>> START

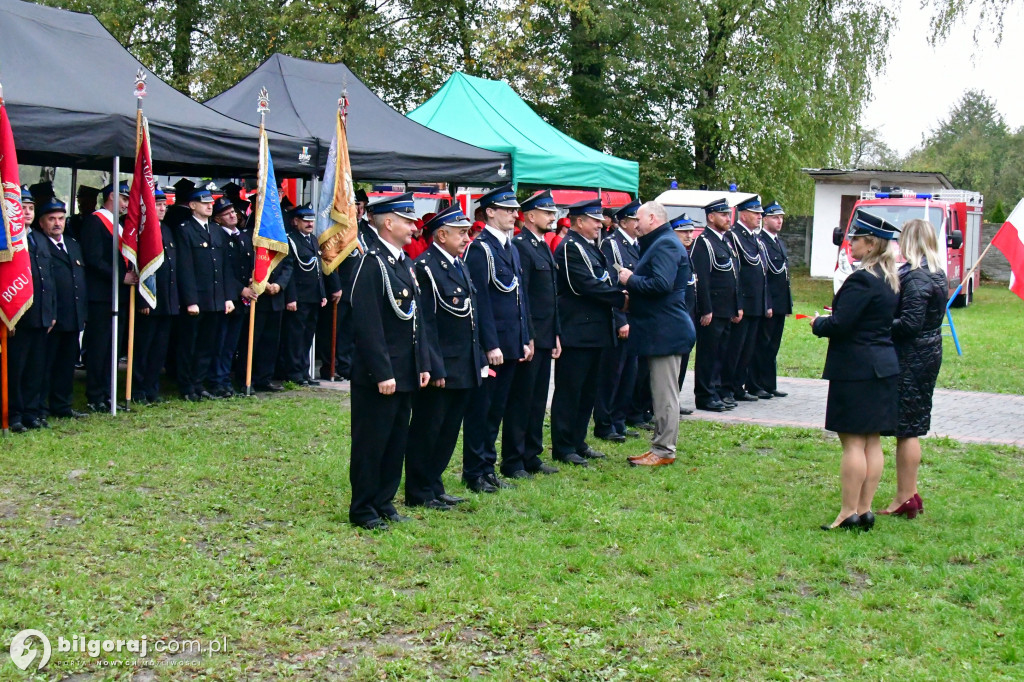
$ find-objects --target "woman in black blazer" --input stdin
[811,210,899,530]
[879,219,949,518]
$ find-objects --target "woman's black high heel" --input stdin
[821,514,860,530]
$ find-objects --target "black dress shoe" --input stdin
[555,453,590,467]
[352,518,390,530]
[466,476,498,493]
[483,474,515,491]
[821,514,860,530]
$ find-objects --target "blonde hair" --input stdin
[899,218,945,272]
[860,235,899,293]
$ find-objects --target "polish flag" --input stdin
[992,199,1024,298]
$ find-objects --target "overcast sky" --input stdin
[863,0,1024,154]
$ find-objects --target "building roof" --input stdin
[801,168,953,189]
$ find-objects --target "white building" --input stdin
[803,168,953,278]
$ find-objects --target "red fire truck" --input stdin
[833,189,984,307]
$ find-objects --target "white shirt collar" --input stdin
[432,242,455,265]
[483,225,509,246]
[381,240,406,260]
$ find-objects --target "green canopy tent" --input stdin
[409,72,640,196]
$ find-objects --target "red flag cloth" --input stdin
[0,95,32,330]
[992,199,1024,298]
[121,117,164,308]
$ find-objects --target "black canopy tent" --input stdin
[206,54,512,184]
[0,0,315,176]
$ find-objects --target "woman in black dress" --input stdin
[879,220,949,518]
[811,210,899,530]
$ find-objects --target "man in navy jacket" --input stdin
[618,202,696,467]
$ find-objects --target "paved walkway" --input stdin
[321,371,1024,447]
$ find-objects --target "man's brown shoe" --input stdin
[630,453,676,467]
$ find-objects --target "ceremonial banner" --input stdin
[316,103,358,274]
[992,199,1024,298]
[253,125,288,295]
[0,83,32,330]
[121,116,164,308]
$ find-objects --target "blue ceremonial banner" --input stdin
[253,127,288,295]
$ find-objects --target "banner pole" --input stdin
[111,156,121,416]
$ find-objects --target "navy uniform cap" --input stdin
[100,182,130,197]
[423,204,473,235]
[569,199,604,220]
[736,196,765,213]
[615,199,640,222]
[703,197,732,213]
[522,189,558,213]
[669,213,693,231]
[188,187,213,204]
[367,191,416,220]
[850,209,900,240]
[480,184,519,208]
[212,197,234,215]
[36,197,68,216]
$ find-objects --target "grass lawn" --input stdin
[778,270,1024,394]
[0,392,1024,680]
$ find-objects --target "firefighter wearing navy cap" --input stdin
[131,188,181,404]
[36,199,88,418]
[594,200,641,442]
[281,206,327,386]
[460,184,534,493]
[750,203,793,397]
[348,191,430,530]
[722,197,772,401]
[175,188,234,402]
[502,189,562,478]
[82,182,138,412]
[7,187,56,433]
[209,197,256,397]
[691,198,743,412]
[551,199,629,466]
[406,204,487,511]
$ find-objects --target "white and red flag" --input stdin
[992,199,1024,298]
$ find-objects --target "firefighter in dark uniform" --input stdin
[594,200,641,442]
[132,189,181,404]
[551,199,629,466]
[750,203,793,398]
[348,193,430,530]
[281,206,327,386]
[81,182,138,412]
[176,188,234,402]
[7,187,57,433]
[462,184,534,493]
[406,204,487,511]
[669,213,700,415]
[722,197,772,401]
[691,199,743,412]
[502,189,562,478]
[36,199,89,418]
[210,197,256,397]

>> END

- _Problem to solve_
Recast each line of the records above as a numbered list, skipping any blank lines and leaving the picture out.

- _Expected answer_
1. $ find-objects --target "woman in black blazer" --input stdin
2. [811,210,899,530]
3. [879,219,949,518]
4. $ find-objects --target "woman's black high heel" --input stdin
5. [821,514,860,530]
6. $ find-objects --target "black dress shoe" --input stdin
7. [555,453,590,467]
8. [352,518,390,530]
9. [466,476,498,493]
10. [483,474,515,491]
11. [821,514,860,530]
12. $ find-objects --target "blonde hair" --input stdin
13. [899,218,945,272]
14. [860,235,899,293]
15. $ find-objects --target "polish flag" --input stdin
16. [992,199,1024,298]
17. $ find-objects --target "overcast sky" --input stdin
18. [863,0,1024,154]
19. $ find-objects --target "building roof" --input stdin
20. [801,168,953,189]
21. $ find-objects --target "white building" --input stdin
22. [803,168,953,278]
23. $ find-objects --target "red fire truck" --input stdin
24. [833,189,984,307]
25. $ find-objects --target "white shirt collar" --input stdin
26. [432,242,455,265]
27. [483,225,509,246]
28. [381,240,406,260]
29. $ find-objects --target "green canopy tent" --input stdin
30. [409,72,640,196]
31. $ find-objects --target "red flag cloth" --input stdin
32. [0,95,32,330]
33. [992,199,1024,298]
34. [121,117,164,308]
35. $ find-objects --target "black canopy tent" --input stdin
36. [206,54,512,184]
37. [0,0,315,176]
38. $ find-objects --target "woman in black dress" --input stdin
39. [879,220,949,518]
40. [811,210,899,530]
41. $ find-objects --target "man in navy jacket" --input stdin
42. [618,202,696,467]
43. $ find-objects --target "paved walkway" --input stdin
44. [321,371,1024,447]
45. $ find-objects --target "man's brown shoe" --input stdin
46. [630,453,676,467]
47. $ find-objects --target "ceremonial banner" --input stdin
48. [316,103,358,274]
49. [992,199,1024,298]
50. [253,125,288,295]
51. [0,83,32,330]
52. [121,116,164,308]
53. $ find-objects --target "blue ceremonial banner" --input stdin
54. [253,127,288,295]
55. $ find-objects --target "banner pole" --input stdin
56. [111,156,121,416]
57. $ find-objects --target "navy uniform cap" --input stdin
58. [100,182,130,197]
59. [423,204,473,235]
60. [569,199,604,220]
61. [736,196,765,213]
62. [615,199,640,222]
63. [703,197,732,213]
64. [522,189,558,213]
65. [669,213,693,231]
66. [188,187,213,204]
67. [367,191,416,220]
68. [850,209,900,240]
69. [480,184,519,208]
70. [212,197,234,215]
71. [36,197,68,216]
72. $ find-objects --target "grass lawn" --input stdin
73. [778,270,1024,394]
74. [0,392,1024,680]
75. $ find-objects --target "firefighter wearing navy cap" --input stdin
76. [131,188,181,404]
77. [36,199,88,418]
78. [594,200,641,442]
79. [281,206,327,386]
80. [460,184,534,493]
81. [750,203,793,397]
82. [348,191,430,530]
83. [722,197,772,401]
84. [175,188,234,402]
85. [502,189,562,478]
86. [82,182,138,412]
87. [7,187,56,433]
88. [209,197,256,397]
89. [691,198,743,412]
90. [551,199,629,466]
91. [406,204,487,511]
92. $ find-objects --target "white and red flag" --input stdin
93. [992,199,1024,298]
94. $ find-objects --target "firefighter in dark uniform" --input stdin
95. [594,200,641,442]
96. [132,189,181,404]
97. [551,199,629,466]
98. [750,203,793,398]
99. [348,193,430,530]
100. [281,206,327,386]
101. [81,182,138,412]
102. [176,188,234,402]
103. [7,187,57,433]
104. [462,184,534,493]
105. [406,204,487,511]
106. [669,213,700,415]
107. [722,197,772,401]
108. [691,199,743,412]
109. [502,189,562,478]
110. [36,199,89,418]
111. [210,197,256,397]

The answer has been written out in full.